The problem: Pick out and copy every line of the material below that contains the string "flower". Case matters when matching.

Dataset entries
BEGIN
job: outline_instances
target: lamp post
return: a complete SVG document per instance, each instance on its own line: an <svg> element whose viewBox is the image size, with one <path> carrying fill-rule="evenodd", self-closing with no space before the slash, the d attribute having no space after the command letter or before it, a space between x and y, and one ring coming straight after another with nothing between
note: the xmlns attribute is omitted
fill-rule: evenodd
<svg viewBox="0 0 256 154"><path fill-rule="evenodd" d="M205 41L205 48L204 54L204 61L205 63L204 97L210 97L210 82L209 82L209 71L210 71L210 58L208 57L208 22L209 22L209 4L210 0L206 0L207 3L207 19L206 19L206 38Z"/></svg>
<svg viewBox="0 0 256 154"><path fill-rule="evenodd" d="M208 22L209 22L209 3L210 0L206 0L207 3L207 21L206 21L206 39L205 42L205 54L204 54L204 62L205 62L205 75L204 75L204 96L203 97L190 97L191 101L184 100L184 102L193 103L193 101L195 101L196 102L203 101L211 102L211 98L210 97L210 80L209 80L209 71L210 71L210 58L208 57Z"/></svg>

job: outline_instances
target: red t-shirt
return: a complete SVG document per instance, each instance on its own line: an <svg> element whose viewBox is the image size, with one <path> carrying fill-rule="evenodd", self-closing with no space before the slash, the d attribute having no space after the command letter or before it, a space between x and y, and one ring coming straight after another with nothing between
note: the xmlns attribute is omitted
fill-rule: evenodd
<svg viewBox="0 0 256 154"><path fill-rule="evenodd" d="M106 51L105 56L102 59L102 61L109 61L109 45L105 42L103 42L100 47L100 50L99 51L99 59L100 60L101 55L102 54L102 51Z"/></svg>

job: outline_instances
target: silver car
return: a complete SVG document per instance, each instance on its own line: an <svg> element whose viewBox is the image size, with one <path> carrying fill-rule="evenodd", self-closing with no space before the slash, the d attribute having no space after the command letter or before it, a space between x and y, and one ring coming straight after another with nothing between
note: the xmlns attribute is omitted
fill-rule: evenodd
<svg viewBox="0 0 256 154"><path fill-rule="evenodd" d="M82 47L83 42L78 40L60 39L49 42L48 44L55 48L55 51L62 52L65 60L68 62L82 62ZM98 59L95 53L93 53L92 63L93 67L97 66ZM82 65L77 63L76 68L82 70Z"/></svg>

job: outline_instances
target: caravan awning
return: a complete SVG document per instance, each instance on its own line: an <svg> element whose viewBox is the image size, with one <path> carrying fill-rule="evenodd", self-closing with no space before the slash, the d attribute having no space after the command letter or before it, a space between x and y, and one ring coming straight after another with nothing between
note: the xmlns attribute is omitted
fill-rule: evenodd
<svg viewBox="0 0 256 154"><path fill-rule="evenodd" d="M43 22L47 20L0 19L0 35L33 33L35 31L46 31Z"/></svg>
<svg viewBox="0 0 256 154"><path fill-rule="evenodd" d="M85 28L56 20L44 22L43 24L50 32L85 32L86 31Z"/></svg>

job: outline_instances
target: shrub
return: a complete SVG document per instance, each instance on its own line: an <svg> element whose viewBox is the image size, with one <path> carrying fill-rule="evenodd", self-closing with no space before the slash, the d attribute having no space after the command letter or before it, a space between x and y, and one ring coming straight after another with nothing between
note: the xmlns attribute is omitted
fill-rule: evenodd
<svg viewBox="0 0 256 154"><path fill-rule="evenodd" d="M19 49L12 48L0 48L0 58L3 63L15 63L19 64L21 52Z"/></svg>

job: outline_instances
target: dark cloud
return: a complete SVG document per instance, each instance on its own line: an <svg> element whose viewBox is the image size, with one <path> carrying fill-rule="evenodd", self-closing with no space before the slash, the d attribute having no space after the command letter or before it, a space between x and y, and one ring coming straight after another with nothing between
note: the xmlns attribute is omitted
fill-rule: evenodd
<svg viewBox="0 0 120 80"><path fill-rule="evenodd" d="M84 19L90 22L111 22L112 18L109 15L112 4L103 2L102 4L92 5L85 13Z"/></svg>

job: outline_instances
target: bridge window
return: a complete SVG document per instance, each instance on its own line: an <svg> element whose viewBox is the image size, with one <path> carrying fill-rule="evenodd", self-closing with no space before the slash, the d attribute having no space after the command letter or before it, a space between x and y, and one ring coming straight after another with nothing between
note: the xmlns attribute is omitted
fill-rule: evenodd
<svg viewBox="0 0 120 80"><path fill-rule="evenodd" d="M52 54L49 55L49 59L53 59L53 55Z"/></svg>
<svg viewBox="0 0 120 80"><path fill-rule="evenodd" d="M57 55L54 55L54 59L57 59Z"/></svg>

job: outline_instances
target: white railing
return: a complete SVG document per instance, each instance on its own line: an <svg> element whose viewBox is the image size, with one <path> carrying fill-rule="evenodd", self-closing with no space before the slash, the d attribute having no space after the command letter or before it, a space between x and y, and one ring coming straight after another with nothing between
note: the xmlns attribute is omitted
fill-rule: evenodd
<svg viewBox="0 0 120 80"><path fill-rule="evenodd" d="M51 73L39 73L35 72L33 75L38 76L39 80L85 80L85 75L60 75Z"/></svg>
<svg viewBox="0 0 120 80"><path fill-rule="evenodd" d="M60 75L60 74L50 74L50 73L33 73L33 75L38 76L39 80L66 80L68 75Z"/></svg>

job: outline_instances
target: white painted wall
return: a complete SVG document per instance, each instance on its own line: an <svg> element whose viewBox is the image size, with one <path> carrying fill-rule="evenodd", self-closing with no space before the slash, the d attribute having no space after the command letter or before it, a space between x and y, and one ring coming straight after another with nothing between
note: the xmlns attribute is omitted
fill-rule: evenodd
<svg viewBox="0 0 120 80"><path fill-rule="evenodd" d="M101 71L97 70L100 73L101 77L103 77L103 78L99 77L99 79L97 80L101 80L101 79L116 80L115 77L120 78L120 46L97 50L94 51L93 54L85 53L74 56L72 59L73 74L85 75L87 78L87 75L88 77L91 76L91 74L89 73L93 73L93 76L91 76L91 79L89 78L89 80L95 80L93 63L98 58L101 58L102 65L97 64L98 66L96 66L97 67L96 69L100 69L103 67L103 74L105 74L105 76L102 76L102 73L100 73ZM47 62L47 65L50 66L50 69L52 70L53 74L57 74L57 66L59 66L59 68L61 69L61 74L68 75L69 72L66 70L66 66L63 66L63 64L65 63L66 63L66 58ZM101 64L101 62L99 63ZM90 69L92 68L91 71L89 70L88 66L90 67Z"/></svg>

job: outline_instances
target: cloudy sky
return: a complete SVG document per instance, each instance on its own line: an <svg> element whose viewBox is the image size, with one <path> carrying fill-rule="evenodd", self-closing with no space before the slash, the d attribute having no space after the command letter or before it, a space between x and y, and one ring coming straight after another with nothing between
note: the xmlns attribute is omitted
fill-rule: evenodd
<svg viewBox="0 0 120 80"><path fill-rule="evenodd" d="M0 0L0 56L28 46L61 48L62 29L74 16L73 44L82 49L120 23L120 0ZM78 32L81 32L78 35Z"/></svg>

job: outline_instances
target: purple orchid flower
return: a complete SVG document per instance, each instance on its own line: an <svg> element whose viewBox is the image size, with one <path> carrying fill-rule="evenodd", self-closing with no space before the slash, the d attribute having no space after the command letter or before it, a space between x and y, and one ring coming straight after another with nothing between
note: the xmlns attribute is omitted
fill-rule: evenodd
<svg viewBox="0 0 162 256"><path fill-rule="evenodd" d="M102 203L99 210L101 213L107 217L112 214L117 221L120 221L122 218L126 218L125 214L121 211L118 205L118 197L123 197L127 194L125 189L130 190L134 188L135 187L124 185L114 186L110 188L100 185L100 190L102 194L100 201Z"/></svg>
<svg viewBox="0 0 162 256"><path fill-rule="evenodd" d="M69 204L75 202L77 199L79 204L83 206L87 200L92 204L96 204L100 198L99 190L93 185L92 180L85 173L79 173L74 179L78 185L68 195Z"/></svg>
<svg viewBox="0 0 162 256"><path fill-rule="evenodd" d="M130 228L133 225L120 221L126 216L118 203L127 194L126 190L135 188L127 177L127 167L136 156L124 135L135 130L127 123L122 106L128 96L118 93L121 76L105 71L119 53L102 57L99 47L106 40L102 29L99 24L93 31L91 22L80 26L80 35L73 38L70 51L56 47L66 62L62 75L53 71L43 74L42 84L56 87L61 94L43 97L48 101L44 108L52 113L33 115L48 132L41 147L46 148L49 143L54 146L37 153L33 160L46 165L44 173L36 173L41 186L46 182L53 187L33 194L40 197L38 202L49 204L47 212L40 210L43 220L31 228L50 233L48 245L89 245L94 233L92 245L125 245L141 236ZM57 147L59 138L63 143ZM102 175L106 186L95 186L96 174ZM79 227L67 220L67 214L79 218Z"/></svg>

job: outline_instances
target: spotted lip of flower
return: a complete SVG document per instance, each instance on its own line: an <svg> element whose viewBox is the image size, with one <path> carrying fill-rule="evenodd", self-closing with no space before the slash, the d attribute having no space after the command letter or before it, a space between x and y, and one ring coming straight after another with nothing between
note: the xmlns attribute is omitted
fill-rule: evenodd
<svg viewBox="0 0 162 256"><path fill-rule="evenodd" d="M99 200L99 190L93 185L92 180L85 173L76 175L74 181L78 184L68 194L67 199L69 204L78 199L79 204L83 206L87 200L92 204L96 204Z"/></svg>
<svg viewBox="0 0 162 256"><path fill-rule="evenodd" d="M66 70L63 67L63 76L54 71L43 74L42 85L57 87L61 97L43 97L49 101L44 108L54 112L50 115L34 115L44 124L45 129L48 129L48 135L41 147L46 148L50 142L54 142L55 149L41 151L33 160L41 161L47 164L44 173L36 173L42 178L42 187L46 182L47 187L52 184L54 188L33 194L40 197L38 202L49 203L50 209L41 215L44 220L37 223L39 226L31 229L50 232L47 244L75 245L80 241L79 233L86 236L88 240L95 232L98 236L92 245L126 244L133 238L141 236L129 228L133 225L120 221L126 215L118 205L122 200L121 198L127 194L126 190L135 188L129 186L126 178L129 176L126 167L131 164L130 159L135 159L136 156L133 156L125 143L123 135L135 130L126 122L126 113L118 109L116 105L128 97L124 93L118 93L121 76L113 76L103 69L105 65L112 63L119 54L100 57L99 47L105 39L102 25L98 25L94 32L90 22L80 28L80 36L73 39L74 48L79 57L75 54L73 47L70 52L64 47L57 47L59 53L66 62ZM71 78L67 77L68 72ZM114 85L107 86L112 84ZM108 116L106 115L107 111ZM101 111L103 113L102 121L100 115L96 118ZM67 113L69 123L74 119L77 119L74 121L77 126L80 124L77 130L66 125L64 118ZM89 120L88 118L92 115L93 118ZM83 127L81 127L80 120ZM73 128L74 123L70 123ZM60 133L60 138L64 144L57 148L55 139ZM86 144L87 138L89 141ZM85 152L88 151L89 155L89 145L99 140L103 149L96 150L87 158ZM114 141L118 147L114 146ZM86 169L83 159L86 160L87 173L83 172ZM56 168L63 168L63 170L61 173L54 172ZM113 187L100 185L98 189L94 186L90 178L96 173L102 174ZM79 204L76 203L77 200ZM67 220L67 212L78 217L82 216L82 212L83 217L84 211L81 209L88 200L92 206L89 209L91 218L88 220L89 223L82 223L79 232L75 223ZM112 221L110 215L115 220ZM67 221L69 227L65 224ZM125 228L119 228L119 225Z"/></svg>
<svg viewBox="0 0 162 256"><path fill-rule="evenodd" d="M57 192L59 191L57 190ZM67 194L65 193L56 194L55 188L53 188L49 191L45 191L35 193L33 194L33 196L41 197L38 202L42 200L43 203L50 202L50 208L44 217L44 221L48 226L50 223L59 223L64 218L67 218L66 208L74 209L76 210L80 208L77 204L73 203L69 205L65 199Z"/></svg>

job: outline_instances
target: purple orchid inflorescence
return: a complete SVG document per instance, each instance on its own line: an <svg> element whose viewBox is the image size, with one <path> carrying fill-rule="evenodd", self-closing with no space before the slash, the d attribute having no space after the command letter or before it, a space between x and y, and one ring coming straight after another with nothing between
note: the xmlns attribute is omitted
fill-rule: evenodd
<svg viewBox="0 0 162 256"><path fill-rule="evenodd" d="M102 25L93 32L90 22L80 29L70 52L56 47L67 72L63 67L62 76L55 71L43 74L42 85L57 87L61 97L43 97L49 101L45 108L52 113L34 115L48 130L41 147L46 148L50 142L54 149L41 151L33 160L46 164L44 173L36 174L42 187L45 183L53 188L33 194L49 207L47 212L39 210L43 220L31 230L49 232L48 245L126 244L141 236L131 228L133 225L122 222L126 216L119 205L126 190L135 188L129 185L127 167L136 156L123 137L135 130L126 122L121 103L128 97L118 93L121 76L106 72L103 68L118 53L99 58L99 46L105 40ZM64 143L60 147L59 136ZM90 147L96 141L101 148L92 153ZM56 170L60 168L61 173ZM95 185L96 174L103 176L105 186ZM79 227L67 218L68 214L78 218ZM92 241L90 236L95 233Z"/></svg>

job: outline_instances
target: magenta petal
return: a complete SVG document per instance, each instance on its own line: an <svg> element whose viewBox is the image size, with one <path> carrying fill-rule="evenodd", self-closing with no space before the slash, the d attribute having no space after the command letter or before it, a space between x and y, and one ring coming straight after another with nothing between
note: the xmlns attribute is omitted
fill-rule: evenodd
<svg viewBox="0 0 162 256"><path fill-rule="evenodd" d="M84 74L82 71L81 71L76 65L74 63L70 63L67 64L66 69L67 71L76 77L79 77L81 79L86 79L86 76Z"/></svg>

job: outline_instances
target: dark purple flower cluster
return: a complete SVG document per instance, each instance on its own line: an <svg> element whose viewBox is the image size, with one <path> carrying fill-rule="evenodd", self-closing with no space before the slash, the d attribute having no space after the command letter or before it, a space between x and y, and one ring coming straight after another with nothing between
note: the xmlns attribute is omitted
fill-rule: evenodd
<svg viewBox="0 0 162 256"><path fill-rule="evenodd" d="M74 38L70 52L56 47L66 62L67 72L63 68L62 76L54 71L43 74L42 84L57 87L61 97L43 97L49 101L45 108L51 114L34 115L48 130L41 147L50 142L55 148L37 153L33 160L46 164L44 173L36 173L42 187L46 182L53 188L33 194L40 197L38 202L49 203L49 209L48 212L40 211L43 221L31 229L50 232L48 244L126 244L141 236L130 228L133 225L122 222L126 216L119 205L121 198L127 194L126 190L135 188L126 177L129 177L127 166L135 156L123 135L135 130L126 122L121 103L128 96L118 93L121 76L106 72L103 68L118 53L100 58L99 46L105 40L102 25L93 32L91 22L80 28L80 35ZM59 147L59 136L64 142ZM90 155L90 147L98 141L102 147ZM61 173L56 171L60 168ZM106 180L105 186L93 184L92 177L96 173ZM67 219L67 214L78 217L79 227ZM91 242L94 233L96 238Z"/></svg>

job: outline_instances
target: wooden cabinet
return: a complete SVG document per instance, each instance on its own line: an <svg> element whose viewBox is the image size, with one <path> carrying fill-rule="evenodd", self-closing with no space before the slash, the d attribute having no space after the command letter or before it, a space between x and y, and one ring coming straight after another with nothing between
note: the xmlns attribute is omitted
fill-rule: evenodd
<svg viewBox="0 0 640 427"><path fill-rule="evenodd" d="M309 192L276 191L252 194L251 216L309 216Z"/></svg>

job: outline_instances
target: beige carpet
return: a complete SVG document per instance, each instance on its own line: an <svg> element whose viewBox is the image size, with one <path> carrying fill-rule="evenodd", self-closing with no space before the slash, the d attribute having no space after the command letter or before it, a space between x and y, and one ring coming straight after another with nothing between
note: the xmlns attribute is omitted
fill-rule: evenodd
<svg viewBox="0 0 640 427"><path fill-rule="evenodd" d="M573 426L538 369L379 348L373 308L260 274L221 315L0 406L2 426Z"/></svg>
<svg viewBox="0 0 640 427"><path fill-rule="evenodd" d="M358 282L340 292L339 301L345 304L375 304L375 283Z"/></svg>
END
Reply to the task:
target: purple orchid flower
target: spotted lip of flower
target: dark purple flower cluster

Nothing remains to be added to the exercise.